Segment Start: Records for this task

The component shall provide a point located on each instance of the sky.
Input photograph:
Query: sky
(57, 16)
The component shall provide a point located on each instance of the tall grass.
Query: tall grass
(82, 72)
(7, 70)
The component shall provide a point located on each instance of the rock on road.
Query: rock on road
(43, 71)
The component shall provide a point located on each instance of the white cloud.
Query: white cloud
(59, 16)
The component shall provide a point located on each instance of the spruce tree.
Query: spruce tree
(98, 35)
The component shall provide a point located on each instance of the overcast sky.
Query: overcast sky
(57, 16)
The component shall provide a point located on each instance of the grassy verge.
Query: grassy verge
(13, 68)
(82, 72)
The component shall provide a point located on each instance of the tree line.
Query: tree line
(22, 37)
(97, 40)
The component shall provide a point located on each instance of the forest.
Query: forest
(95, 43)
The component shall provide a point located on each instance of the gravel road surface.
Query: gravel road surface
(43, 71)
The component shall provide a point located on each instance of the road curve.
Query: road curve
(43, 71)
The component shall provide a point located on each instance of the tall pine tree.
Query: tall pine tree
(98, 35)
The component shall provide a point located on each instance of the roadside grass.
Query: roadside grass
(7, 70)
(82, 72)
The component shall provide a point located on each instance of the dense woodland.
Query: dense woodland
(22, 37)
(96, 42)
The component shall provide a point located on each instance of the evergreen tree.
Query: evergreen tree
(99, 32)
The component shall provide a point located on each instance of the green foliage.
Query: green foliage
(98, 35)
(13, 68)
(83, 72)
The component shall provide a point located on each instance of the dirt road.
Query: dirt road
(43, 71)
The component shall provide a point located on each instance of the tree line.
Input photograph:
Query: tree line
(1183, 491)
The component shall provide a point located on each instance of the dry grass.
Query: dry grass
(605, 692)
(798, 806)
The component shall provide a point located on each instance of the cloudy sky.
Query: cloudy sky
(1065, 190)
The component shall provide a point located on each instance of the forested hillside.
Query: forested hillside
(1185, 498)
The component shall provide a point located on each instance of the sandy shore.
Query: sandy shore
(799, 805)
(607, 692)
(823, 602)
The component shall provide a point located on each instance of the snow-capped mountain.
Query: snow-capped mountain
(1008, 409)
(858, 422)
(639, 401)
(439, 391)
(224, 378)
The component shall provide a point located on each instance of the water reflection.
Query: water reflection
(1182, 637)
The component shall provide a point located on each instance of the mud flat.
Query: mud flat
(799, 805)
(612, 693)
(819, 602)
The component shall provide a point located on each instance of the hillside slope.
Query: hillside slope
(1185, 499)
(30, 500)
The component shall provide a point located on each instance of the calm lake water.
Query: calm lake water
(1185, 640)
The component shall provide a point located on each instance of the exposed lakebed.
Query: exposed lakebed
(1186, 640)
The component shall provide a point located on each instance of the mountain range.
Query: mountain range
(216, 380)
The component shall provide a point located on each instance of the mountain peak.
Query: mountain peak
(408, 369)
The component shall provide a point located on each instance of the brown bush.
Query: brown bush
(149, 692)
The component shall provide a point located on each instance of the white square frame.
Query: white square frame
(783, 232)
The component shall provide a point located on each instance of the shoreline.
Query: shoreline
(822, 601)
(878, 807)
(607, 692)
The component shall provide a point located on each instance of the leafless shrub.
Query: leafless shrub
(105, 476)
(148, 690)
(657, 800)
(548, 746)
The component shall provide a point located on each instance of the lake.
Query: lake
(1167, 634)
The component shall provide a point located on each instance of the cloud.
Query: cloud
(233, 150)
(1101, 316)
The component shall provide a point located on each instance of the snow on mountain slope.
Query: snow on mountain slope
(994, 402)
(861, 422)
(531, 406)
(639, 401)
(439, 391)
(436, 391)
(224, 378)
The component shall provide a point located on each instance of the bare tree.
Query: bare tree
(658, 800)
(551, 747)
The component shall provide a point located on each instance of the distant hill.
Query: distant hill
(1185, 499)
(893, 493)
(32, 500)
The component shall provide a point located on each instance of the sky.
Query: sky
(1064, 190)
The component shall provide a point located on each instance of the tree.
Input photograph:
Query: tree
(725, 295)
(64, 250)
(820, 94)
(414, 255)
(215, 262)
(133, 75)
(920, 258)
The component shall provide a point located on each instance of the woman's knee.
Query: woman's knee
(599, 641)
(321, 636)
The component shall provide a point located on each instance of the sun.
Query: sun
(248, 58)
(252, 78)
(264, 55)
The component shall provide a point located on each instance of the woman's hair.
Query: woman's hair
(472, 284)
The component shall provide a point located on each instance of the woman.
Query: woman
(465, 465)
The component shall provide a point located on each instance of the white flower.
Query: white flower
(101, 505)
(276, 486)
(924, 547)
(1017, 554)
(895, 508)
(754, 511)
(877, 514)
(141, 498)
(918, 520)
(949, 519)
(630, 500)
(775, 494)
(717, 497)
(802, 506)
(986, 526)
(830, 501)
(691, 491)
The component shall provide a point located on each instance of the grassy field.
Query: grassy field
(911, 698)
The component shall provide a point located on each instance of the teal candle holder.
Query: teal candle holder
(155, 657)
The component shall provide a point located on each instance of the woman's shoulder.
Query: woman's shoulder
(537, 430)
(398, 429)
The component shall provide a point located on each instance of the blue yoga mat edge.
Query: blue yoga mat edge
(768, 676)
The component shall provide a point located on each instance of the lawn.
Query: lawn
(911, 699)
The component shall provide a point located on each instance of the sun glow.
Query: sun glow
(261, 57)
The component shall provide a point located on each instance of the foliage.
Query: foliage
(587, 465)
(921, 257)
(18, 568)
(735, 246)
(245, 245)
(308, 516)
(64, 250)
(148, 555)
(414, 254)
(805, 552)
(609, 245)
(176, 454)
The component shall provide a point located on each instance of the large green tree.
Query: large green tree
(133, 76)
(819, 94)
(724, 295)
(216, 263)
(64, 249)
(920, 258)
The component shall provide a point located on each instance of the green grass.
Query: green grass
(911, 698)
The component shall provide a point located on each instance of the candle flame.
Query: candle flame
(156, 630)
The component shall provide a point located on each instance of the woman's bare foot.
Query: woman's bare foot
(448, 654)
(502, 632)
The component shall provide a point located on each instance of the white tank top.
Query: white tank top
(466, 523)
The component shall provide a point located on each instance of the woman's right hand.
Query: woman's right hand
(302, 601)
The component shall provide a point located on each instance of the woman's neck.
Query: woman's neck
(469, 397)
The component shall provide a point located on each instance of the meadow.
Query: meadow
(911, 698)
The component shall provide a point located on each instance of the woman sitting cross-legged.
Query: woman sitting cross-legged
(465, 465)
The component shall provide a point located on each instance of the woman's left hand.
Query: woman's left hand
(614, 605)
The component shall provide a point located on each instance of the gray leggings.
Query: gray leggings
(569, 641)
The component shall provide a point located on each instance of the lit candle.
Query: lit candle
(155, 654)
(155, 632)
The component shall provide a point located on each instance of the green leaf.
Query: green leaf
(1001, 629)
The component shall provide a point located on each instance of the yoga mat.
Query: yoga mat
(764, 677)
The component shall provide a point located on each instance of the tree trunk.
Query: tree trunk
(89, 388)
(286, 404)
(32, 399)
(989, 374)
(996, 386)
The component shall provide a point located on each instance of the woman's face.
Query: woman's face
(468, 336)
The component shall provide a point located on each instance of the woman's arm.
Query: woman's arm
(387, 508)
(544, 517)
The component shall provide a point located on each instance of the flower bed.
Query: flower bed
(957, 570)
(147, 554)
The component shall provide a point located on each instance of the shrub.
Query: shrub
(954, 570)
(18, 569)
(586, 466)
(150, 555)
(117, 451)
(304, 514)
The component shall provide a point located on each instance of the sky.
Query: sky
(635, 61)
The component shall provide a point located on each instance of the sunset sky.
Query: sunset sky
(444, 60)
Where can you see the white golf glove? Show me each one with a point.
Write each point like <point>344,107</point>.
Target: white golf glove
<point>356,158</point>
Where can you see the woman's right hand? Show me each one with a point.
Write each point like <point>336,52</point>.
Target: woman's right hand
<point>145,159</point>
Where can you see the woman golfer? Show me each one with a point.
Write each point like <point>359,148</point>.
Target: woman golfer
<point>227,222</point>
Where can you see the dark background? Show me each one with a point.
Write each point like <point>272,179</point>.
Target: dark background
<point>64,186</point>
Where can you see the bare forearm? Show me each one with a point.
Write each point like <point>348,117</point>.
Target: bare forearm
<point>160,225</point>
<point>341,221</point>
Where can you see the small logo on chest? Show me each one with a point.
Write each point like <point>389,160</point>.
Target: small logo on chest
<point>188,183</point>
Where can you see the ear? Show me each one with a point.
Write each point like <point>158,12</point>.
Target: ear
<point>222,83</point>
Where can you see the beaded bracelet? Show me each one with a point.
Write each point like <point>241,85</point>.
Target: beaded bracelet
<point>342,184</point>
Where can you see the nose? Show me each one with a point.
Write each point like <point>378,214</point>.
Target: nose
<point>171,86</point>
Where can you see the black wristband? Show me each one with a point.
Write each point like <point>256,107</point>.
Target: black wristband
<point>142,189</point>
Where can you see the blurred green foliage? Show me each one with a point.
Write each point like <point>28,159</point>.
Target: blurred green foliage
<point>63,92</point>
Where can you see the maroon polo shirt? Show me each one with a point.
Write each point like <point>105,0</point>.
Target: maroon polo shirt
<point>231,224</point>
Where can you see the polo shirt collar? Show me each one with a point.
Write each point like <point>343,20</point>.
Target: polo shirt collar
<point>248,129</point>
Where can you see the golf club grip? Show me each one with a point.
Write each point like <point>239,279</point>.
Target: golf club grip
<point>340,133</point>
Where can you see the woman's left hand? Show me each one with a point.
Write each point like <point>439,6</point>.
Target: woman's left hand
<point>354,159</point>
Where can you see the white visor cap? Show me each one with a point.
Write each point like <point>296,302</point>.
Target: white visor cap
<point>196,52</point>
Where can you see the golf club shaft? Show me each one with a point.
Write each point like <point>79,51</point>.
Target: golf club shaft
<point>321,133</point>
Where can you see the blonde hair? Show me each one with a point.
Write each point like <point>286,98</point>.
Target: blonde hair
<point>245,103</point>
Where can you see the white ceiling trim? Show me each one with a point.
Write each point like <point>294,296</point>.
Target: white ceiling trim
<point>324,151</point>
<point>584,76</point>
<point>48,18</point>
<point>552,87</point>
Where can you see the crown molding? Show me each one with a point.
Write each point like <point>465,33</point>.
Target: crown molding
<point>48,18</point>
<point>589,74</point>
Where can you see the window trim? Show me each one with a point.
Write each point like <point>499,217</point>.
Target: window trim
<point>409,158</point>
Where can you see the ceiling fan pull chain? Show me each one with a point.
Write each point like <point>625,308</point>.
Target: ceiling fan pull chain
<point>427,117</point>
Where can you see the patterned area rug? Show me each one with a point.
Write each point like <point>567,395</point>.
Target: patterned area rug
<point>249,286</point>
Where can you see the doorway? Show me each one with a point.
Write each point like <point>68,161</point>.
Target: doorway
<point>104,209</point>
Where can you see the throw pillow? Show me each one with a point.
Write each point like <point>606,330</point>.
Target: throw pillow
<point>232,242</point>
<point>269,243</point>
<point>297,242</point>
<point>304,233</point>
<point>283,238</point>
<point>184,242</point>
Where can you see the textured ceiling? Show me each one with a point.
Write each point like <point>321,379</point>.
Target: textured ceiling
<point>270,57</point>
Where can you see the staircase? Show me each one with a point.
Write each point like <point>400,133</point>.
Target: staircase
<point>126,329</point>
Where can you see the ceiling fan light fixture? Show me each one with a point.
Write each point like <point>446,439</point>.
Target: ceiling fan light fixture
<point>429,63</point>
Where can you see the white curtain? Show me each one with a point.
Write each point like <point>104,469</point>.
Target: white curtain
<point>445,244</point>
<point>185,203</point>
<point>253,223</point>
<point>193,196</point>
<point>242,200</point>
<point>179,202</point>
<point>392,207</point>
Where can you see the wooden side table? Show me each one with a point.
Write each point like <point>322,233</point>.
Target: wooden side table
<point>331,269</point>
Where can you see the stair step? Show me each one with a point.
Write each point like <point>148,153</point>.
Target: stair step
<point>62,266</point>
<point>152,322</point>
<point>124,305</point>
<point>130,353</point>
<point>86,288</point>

Segment End: Records for this task

An exact copy of the lines above between the line holding "Target: woman golfer" and the line holding "Where can you see the blurred", inclusive, is the whole answer.

### Exercise solution
Target: woman golfer
<point>227,222</point>
Where can you see the dark background? Show me each one with a point.
Write each point like <point>272,179</point>.
Target: dark background
<point>64,186</point>
Where can you see the bare forearm? Show me each one with a point.
Write each point like <point>348,117</point>.
Target: bare forearm
<point>160,225</point>
<point>341,221</point>
Where can you see the small logo on chest? Show me each one with a point.
Write each point like <point>389,160</point>.
Target: small logo on chest
<point>188,183</point>
Where can you see the ear? Show me each one with a point.
Write each point like <point>158,12</point>.
Target: ear
<point>222,83</point>
Where can you see the beaded bracelet? Show me each one with a point.
Write each point like <point>241,85</point>.
Target: beaded bracelet
<point>342,184</point>
Where can you see the nose? Show me each one with a point.
Write each point like <point>378,214</point>.
Target: nose
<point>171,86</point>
Where can you see the black wristband? Show me each one with a point.
Write each point like <point>256,107</point>.
Target: black wristband
<point>142,189</point>
Where can you see the blurred green foliage? Show me each one with a point.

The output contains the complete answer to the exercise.